BTW, how long are the ceiling joists. IOW, what is the distance that they are spanning?

Regarding getting a long beam into your attic, would it be feasible to cut a hole in your gable end wall that you can patch later?

HRG


----------



## oh'mike (Sep 18, 2009)

I had to do exactly what you are planning---the old trusses in that house were designed wrong and sagged---

I lifted the cieling using a jack wall---added the beam and hung the ceiling joists using wood( much like your picture)

We did remove all of the drywall on that one--making it easier to get our beam into the attic.


----------



## gregzoll (Dec 25, 2006)

mae-ling said:


> The crack is probably where the drywall was patched in where the old wall used to be. There would have been no drywall there most likely (although some did drywall the ceilings first then build interior walls it is not very common at all).
> This does not necessarily indicate a sagging ceiling, just a poor patch job.
> You could redrywall over the ceiling making sure to span this area with your new sheets and not have a joint in that area.


I have seen cracks in the tape on ceilings that have not had a wall removed. Usually it is caused by the nails starting to pull away from the wood, because of the house natural movements.


----------



## carpdad (Oct 11, 2010)

Use a string to go over everything again. Don't put the string on the existing lumber. Put 2x4 blocks (on flat) on the ends of the suspected sag/lift and make the string tight. Measure the middle section and see how different it is from the measurement of the 2x4. 
I'm not sure how you can tell 1/16 from a textured ceiling. You can't even put a level on it. BTW, is your floor level, anything in the back ground that makes you think the ceiling is sagging? Joint compound thicknesses? Wood building seldom has absolute level surface, even by a cheap level.

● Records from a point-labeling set
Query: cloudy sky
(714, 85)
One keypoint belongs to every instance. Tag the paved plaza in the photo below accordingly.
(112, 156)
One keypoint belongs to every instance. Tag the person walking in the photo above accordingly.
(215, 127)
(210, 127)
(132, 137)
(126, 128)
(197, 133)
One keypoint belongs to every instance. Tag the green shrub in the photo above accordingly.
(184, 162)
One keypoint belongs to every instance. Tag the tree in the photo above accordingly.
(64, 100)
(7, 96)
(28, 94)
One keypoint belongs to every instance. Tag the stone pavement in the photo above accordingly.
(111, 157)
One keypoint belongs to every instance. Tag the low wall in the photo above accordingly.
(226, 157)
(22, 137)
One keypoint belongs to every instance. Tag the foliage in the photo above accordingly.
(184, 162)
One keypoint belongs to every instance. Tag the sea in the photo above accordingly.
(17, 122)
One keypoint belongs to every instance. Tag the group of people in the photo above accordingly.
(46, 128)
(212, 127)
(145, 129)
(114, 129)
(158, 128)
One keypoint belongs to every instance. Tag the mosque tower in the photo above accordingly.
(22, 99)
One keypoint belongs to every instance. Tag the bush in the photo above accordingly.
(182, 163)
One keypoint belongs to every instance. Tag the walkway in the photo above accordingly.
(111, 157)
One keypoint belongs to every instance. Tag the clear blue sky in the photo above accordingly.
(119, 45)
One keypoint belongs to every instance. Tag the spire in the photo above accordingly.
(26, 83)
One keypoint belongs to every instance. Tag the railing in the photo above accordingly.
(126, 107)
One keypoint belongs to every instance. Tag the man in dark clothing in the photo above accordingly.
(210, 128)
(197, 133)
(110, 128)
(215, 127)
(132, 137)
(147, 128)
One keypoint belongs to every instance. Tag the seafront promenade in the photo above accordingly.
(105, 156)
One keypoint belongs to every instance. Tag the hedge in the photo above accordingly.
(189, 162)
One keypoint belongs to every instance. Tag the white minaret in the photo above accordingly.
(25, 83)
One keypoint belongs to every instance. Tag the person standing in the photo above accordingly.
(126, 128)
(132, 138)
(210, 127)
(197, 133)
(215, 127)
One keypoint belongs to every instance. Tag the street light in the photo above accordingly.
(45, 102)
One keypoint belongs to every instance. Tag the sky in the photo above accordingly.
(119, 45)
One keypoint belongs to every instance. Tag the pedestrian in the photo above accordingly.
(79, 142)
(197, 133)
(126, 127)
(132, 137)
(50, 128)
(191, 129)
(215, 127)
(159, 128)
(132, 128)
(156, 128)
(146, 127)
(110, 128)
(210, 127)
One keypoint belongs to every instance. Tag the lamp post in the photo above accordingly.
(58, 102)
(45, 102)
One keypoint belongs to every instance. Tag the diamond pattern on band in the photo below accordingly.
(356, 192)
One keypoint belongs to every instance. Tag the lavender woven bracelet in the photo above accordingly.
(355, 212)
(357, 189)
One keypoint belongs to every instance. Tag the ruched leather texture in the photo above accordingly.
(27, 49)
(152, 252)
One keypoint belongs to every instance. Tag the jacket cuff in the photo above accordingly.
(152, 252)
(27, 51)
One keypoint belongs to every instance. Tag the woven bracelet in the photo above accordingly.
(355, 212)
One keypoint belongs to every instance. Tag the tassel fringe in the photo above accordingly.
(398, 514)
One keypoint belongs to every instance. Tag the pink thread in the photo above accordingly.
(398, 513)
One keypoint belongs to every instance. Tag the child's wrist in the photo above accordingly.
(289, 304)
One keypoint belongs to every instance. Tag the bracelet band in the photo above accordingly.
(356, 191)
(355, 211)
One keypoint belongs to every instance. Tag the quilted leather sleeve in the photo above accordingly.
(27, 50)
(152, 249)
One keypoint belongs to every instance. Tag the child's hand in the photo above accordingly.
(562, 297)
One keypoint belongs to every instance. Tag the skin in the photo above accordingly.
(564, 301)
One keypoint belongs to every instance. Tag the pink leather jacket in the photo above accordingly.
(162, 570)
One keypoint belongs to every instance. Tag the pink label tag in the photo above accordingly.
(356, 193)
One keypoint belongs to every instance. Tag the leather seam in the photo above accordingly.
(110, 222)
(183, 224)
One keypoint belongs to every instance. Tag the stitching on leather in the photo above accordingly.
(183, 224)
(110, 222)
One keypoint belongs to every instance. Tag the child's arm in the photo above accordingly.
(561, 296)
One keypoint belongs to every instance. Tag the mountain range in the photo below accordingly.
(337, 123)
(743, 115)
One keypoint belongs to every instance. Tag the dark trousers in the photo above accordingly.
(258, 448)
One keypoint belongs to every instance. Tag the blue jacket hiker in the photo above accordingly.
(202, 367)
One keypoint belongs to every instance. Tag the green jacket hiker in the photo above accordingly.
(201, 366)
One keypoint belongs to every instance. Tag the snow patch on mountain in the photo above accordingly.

● TASK REQUIREMENTS
1) From the forum thread on sagging ceilings, print the passage that begins at the words "## carpdad (Oct" and stops after "a cheap level.".
2) Proceed with the forum thread on sagging ceilings, writing on from the point where it stops.
These lines were taken from a separate source and are not part of the ceiling thread.

● ANSWERS GIVEN
1)
## carpdad (Oct 11, 2010)

Use a string to go over everything again. Don't put the string on the existing lumber. Put 2x4 blocks (on flat) on the ends of the suspected sag/lift and make the string tight. Measure the middle section and see how different it is from the measurement of the 2x4. 
I'm not sure how you can tell 1/16 from a textured ceiling. You can't even put a level on it. BTW, is your floor level, anything in the back ground that makes you think the ceiling is sagging? Joint compound thicknesses? Wood building seldom has absolute level surface, even by a cheap level.

2)
Triple beam is 3 layers of solid lumber. Mid layer in 2 pieces will make that beam double beam. You can not make a beam out of pieces of lumber. As far as I am concerned, a beam like that should be supported all the way to a foundation, no unseen space between the load points and the foundation.


----------



## sixeightten (Feb 10, 2009)

Just because you have a crack in the drywall/plaster does not mean you have a sag.


----------



## Aggie67 (Dec 20, 2008)

Are we sure this isn't a case of truss uplift? The reason I ask is because your bottom chord member is buried in insulation, and your top chords are exposed to whatever temperature and humidity extremes there are in your area. If it's truss uplift, then throughout the year the ceiling assembly would act like an ever-so slight, slow motion, vibrating drum head due to the different temp/humidity conditions in your top and bottom chords. The result would be cracks in your ceiling drywall joints.


----------



## mae-ling (Dec 9, 2011)

From everything the OP has said I really question if a beam is needed. 
Les then 1/16th sag (not sure how he measured it) and the crack right where a patch may have been made when a wall was removed.


----------



## gregzoll (Dec 25, 2006)

mae-ling my house has about a 3/4" tilt to one side, because the downspouts were not extended far enough on that side.

Over the past 13 years, there has been no change in the house moving.

I would not be surprised if this was just common house movement. Especially in that they took out a wall after the house had pretty much moved in wood shrinkage.

Pulling that wall out, caused further movement of the trusses, because they were previously tied to the wall for such a long period.


----------



## bluerayz (May 7, 2015)

Hey guys. I totally disappeared on you but thanx for all the input,
In interest of paying forward your help, i'll tell you what we did for the next guy who comes along and reads this.
Measured the "sag" in the ceiling again, with a level and found some big humps in the ceiling. There were 2 spots that were 3/4 of a inch lower than the rest of the line in the ceiling, where the wall used to be. Which is not terrible, but it bugged me, so we decided to put a beam in.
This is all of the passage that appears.